[Saved data entries]
....
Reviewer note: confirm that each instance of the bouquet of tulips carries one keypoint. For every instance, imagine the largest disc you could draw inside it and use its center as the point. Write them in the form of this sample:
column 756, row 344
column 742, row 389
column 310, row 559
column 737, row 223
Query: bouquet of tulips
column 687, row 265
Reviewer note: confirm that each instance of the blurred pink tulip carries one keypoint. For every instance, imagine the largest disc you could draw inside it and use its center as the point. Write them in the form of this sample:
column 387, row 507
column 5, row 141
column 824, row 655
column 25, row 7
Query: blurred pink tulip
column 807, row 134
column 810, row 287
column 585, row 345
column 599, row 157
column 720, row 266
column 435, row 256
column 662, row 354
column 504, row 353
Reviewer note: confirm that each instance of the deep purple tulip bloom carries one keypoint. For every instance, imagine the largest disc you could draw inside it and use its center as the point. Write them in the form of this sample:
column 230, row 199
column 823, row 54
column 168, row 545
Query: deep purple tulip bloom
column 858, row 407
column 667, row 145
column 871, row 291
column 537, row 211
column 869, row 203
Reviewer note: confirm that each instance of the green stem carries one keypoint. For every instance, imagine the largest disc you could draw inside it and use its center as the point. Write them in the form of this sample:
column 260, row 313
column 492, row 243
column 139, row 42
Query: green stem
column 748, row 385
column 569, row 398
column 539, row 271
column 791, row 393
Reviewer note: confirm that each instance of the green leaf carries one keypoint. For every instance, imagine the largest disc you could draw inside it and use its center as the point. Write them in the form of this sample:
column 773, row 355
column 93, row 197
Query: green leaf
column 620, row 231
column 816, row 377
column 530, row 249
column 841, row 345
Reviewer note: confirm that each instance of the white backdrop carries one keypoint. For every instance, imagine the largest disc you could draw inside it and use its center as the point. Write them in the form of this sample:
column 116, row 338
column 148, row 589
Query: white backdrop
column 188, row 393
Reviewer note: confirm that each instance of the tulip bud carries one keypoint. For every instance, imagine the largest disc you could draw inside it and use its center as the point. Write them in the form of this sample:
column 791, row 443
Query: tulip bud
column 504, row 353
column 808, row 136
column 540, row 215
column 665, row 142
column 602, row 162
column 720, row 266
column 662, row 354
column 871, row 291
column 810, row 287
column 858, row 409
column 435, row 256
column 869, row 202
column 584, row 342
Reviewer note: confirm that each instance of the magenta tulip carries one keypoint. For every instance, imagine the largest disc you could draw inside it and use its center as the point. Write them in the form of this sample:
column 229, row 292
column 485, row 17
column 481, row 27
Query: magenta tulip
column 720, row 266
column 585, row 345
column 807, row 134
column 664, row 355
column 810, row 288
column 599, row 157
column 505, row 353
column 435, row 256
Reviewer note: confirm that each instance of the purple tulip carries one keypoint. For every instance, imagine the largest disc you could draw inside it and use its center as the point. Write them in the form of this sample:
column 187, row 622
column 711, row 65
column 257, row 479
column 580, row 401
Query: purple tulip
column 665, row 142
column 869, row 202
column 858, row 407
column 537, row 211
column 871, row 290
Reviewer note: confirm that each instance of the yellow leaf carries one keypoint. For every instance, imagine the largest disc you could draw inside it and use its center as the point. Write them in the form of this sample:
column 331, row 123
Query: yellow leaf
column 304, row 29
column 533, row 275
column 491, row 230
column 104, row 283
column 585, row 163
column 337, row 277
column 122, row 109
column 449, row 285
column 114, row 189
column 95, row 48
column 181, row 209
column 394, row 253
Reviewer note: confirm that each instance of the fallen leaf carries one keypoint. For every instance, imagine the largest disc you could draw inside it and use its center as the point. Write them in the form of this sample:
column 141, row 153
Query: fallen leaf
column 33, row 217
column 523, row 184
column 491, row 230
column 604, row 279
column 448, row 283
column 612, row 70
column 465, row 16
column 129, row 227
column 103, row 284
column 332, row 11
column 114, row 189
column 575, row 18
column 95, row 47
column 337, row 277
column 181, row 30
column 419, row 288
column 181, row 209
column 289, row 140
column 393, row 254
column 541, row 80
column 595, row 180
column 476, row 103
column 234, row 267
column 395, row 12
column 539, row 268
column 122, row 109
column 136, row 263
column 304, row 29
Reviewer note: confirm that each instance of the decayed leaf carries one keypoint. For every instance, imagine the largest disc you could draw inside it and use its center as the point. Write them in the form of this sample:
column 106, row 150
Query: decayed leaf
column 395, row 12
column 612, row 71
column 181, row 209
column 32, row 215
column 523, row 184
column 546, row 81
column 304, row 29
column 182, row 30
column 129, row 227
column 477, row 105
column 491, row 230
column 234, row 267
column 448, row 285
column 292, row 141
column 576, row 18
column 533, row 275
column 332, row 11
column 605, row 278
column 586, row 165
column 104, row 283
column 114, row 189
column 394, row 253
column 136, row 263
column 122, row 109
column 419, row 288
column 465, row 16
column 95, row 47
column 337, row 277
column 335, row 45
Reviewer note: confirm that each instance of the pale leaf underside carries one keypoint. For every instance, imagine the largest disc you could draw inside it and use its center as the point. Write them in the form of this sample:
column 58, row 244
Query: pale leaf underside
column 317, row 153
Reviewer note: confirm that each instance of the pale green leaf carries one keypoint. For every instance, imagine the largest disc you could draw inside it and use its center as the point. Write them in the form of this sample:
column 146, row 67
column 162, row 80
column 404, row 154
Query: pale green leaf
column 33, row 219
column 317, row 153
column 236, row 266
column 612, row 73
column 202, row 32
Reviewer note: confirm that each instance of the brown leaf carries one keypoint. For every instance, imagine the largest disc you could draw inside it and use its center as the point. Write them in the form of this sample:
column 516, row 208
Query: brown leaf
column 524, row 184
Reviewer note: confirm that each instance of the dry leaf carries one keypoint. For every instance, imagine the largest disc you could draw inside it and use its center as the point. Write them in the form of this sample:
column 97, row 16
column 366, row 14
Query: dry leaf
....
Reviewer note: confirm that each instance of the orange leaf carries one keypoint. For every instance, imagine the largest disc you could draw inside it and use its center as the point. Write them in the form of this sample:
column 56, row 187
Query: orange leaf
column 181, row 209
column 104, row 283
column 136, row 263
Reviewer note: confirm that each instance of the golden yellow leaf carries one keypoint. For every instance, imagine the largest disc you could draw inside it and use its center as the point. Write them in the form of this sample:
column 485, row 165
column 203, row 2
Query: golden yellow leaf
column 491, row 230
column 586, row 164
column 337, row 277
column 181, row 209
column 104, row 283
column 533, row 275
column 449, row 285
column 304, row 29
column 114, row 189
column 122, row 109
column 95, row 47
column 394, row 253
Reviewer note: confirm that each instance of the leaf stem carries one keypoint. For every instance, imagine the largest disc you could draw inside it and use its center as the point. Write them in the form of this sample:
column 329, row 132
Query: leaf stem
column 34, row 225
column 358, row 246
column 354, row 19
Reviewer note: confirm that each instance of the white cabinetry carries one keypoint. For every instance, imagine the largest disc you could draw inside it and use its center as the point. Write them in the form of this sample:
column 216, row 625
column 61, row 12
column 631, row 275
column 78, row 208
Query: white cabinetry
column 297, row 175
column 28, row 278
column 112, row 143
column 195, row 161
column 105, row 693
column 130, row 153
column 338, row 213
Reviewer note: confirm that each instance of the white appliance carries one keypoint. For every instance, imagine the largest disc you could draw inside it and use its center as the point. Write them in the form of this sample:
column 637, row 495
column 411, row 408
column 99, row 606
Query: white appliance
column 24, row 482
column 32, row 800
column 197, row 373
....
--- PROBLEM STATEMENT ---
Reproduce the listing from the line with "Reviewer note: confirm that each instance of the yellow" to the line with "column 331, row 123", swapping "yellow leaf" for "fallen leaf" and keeping everything else the same.

--- EXERCISE RESPONSE ---
Reviewer note: confirm that each instance of the fallen leaf carries one keypoint. For every instance, imagine the largest disc you could draw inside it and use its center as the point. Write them in the form of this sample:
column 331, row 123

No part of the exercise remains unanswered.